(Stored data)

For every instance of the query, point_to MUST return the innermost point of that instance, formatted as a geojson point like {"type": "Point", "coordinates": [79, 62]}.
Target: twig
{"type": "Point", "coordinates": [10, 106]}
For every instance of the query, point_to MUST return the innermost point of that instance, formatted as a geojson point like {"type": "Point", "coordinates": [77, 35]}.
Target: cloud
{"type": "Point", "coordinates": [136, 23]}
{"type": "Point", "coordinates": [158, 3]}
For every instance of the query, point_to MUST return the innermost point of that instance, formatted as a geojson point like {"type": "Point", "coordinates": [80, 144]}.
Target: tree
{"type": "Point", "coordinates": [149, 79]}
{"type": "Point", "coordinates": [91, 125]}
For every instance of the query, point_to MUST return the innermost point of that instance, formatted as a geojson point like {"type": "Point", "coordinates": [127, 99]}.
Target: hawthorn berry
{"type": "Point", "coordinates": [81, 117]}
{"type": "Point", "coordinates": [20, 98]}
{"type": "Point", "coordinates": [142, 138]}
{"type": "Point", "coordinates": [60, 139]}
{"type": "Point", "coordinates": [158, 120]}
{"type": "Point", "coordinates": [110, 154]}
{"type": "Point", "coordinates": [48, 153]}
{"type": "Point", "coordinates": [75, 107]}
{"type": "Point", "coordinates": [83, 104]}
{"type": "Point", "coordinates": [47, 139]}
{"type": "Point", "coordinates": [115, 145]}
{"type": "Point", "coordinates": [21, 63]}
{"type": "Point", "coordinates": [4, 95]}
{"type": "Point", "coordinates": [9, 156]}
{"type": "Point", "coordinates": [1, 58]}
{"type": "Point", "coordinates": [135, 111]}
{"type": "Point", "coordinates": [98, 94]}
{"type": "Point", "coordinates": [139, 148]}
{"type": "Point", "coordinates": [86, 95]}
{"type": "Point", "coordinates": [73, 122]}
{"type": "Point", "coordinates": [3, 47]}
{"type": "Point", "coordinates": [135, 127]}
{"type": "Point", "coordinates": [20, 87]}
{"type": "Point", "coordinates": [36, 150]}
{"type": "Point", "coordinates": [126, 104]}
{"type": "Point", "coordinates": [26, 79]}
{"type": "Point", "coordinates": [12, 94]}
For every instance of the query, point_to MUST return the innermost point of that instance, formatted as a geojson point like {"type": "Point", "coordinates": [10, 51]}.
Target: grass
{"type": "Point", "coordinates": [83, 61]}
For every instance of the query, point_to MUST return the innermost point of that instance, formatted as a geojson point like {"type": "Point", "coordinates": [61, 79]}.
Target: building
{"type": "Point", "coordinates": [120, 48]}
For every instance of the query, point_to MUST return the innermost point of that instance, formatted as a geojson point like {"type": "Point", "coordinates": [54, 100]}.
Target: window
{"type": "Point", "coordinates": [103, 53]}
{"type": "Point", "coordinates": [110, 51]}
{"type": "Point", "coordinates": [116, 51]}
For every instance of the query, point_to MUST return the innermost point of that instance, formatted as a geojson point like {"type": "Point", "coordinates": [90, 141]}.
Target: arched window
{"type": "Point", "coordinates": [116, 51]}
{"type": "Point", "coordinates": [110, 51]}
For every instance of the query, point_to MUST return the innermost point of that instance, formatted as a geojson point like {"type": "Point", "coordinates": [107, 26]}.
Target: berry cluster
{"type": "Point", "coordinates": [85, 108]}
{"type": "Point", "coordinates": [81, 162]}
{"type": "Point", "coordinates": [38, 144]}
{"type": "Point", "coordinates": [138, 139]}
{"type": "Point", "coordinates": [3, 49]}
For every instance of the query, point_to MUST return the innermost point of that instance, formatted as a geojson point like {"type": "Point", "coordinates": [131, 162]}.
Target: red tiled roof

→ **GIVEN TASK**: Count the lines in the data above that contain the string "window", treating uppercase and lowercase as different. Reply with the number alone.

→ **RESPONSE TO THE EXERCISE**: 2